[Records from a data collection]

++++++++++++++++++++

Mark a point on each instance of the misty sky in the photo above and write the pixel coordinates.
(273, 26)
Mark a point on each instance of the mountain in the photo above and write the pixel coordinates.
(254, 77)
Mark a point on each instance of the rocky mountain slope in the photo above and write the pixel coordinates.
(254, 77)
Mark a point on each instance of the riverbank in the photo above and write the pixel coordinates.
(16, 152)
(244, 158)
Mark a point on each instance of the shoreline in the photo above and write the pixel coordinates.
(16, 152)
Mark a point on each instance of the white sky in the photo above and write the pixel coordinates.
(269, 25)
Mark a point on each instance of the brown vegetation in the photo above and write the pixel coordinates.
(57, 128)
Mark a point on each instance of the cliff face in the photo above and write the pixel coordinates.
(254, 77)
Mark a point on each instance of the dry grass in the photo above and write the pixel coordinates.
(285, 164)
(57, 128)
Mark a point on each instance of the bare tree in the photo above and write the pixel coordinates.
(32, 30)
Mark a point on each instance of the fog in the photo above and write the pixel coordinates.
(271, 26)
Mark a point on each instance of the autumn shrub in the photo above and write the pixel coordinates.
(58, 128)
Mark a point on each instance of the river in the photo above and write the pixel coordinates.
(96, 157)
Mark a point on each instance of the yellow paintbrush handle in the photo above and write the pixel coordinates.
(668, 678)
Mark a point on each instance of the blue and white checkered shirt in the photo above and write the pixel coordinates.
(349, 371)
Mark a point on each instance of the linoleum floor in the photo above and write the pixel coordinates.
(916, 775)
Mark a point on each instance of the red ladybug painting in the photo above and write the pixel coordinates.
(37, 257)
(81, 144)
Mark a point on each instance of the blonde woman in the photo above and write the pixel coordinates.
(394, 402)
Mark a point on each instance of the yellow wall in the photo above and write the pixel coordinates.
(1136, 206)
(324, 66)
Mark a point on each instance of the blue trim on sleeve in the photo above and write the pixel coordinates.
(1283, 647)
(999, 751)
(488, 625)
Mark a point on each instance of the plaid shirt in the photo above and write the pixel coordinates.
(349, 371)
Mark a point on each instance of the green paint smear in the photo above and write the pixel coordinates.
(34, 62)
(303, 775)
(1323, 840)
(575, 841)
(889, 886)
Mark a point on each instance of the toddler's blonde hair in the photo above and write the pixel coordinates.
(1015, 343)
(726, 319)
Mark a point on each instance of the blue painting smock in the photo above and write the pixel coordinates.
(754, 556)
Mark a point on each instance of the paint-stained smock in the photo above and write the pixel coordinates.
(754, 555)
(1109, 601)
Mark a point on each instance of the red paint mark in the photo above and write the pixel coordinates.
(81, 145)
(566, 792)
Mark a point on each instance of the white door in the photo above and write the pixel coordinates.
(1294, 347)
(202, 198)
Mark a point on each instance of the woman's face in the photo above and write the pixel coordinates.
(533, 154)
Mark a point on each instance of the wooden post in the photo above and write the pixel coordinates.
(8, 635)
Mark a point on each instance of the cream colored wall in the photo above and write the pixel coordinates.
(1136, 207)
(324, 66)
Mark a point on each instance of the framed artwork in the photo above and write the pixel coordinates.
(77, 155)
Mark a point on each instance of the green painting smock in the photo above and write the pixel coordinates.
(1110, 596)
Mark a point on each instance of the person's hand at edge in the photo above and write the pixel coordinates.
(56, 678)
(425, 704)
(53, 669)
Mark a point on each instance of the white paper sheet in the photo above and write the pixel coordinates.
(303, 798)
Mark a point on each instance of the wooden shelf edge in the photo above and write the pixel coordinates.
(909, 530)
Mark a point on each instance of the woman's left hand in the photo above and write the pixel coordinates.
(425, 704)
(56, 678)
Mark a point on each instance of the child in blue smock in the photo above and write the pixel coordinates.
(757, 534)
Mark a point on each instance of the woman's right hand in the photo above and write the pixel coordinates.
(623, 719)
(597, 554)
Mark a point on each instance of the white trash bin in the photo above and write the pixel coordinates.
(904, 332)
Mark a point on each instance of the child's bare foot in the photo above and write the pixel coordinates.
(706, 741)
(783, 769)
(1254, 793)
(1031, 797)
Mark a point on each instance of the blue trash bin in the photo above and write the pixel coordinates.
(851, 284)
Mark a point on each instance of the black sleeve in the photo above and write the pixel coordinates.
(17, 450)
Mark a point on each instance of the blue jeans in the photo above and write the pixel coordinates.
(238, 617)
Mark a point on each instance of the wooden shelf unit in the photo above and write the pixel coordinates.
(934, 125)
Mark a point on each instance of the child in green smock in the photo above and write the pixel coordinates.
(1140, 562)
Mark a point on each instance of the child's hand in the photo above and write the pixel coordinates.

++++++++++++++++++++

• [Work to complete]:
Once more, write out the entries exactly as they were written.

• [Answer for the task]:
Mark a point on each instance of the misty sky in the photo above and write the pixel coordinates.
(273, 26)
Mark a point on each instance of the mountain in the photo above and write the pixel coordinates.
(254, 77)
Mark a point on each instance of the rocky mountain slope in the photo above and write the pixel coordinates.
(254, 77)
Mark a point on each instance of the riverbank in the photo above and write the pixel coordinates.
(16, 152)
(244, 158)
Mark a point on each instance of the shoreline in the photo above and write the pixel coordinates.
(16, 152)
Mark a point on each instance of the white sky in the photo above and write the pixel coordinates.
(269, 25)
Mark a point on each instance of the brown vegetation in the photo above and write the pixel coordinates.
(57, 128)
Mark a point on each instance of the cliff face in the photo above and write the pixel coordinates.
(254, 77)
Mark a point on each instance of the dry grass in the photo above and write the pixel coordinates.
(285, 164)
(57, 128)
Mark a point on each instance of the bare tree in the photo above and write the pixel coordinates.
(32, 30)
Mark a point on each instance of the fog in the photo above and write the pixel coordinates.
(271, 26)
Mark a point on each instance of the autumn shrub in the photo above and write the pixel coordinates.
(58, 128)
Mark a point on each instance of the river in the photo above and write the pixel coordinates.
(96, 157)
Mark a point on each instance of the yellow paintbrush handle in the photo above and write the pixel coordinates.
(668, 678)
Mark a point on each instance of the blue and white checkered shirt in the photo above and write the pixel coordinates.
(349, 371)
Mark a point on each instance of the linoleum floor in the photo above and write the pixel coordinates.
(916, 775)
Mark a point on each instance of the red ladybug painting in the photo above and write the pixel coordinates.
(37, 257)
(81, 144)
Mark a point on each instance of the blonde woman in the photo above and write the pixel coordinates.
(394, 402)
Mark a point on each instance of the yellow wall in the photo above and write the pixel coordinates.
(1136, 206)
(324, 66)
Mark a point on each instance of the blue trim on sleeve in the photo above and write the pixel coordinates.
(1283, 647)
(999, 751)
(488, 625)
Mark a point on each instance of the plaid shirt in the photo above and write the pixel coordinates.
(349, 371)
Mark a point on each instance of the green paint smear in the photo above and write the pixel coordinates.
(34, 62)
(303, 775)
(1323, 840)
(575, 841)
(889, 886)
Mark a point on each instance of the toddler's blonde hair in the photo above and write the pixel coordinates.
(1015, 343)
(726, 319)
Mark a point on each instance of the blue painting smock in the photo above and write the pixel coordinates.
(754, 556)
Mark a point on each instance of the paint-stained smock in the photo above and write the pixel coordinates.
(754, 555)
(1109, 601)
Mark a point on each instance of the red paint mark in the photo above and write the pixel coordinates.
(81, 145)
(566, 792)
Mark a point on each instance of the white door in the photo above and write the pixel coordinates.
(1294, 347)
(202, 198)
Mark a point on each instance of the woman's face in the photo above and write the pixel coordinates.
(533, 154)
Mark a point on each instance of the wooden post in the photo above and write the pixel coordinates.
(8, 635)
Mark a point on each instance of the cream colored wall in the photo above and write the pixel coordinates.
(1136, 207)
(324, 66)
Mark a point on each instance of the framed artwork in the photo above and write the pixel coordinates.
(77, 155)
Mark a point on each instance of the green painting smock in the photo above and write the pixel coordinates.
(1110, 596)
Mark a point on each instance of the person's hand at edge in the photo above and write the pixel coordinates.
(56, 678)
(425, 704)
(53, 669)
Mark a point on each instance of the white paper sheet in the photo above and write the pixel coordinates.
(303, 798)
Mark a point on each instance of the wooden shelf edge in the photo above and write the pixel coordinates.
(909, 530)
Mark a point on each instance of the woman's left hand in the photo above and write the pixel coordinates.
(425, 704)
(56, 678)
Mark a point on each instance of the child in blue smock in the photo above and write the pixel coordinates.
(757, 534)
Mark a point on each instance of the woman's right hand in the photo above and write the pixel coordinates.
(623, 719)
(597, 554)
Mark a point on each instance of the white trash bin in the photo above and write the pixel coordinates.
(904, 332)
Mark a point on each instance of the child's bare foot in the photo above and write the pixel coordinates.
(706, 741)
(783, 769)
(1254, 793)
(1031, 797)
Mark a point on each instance of the blue trash bin in the photo above and write the pixel coordinates.
(851, 284)
Mark a point on each instance of the black sleeve in the photo above and write the pixel coordinates.
(17, 450)
Mark a point on each instance of the blue jeans in the photo above and write the pixel coordinates.
(238, 617)
Mark a point on each instance of the wooden shelf unit in the photo above and write the pixel coordinates.
(934, 125)
Mark a point on each instance of the child in green smock in the photo above and write the pixel coordinates.
(1140, 562)
Mark a point on each instance of the child's hand in the photo above and write the pixel coordinates.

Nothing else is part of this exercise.